Excerpt from a dataset

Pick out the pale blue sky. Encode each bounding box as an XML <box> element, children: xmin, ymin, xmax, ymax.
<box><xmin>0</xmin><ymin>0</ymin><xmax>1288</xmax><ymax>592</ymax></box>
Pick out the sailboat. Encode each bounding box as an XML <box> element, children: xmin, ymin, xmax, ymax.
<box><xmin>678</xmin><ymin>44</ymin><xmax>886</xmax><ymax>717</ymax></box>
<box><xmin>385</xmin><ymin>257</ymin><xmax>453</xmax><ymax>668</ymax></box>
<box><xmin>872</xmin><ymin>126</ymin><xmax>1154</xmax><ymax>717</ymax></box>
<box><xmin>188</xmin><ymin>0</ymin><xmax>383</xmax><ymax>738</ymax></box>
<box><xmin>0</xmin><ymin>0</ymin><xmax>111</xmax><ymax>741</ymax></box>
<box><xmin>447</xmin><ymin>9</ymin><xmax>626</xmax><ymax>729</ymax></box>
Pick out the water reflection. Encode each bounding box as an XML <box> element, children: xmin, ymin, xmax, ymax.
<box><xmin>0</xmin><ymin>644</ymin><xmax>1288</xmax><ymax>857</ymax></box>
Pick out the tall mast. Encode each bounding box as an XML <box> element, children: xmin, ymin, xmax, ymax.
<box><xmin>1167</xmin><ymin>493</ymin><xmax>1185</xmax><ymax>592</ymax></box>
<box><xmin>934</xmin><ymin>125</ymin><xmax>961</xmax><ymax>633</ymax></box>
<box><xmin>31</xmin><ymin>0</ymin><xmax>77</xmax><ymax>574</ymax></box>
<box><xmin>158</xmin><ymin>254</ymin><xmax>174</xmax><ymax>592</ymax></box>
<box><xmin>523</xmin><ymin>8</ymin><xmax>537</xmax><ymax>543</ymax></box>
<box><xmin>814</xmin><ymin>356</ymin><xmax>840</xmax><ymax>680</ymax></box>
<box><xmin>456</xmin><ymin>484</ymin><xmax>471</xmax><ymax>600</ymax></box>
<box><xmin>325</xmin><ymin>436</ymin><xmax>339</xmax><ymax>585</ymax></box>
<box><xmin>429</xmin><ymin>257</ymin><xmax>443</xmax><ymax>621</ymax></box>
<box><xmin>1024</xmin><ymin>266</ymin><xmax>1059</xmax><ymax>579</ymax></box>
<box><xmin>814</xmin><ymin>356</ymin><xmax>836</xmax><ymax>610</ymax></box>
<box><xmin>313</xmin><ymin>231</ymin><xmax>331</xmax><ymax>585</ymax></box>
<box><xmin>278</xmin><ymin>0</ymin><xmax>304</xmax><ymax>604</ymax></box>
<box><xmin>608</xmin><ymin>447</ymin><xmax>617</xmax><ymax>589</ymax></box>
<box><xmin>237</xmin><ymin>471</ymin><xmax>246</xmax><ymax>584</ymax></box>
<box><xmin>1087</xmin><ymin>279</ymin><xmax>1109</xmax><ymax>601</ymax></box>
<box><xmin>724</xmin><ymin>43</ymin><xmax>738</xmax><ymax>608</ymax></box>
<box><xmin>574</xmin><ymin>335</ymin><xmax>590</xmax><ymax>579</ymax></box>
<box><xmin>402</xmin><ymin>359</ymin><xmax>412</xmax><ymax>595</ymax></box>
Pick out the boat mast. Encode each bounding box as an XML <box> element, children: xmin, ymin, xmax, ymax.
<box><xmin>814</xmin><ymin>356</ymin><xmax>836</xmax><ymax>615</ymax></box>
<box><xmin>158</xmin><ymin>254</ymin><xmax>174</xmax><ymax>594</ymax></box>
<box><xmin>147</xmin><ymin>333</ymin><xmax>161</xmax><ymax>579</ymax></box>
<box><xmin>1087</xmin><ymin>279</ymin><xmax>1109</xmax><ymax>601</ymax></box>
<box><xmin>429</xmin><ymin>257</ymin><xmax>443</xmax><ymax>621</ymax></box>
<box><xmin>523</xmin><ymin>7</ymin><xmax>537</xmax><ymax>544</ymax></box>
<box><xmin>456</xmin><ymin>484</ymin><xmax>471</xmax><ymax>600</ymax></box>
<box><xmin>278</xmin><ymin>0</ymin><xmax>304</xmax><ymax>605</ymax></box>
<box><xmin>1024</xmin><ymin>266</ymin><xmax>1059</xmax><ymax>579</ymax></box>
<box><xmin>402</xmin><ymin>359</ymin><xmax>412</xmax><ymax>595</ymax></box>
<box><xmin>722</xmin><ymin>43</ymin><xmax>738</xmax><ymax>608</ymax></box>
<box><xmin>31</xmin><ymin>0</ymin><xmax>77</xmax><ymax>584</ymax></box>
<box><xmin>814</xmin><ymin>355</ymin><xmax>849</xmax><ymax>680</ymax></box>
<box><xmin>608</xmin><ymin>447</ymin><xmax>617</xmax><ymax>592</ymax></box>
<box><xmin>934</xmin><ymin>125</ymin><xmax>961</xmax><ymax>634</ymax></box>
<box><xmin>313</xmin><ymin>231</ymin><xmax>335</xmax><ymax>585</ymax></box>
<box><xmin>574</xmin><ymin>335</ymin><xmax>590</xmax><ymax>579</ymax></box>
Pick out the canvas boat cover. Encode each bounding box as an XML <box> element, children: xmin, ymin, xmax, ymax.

■ **DIRECTION**: Which lines in the listing above contain the string "Encode", counting only matches with the same capitalization? Locate them and copy each one out in full.

■ **REPLY TO THE EXERCISE**:
Pick out the pale blue sky. Encode each bounding box as an XML <box> element, children: xmin, ymin, xmax, ymax.
Pick out the sailboat. Encode each bounding box as an XML <box> element, children: xmin, ymin, xmax, ymax.
Pick out the water reflection. Encode each bounding box as an XML <box> element, children: xmin, ymin, xmax, ymax.
Pick out the tall mast. Encode each bounding box as an XML <box> element, children: xmin, ymin, xmax, ymax.
Pick out the boat mast. Encode each bounding box as an XML <box> element, children: xmin, ymin, xmax, ymax.
Pick out the canvas boat cover. Encode each bounding box as an XML <box> element, children: xmin, ymin, xmax, ymax.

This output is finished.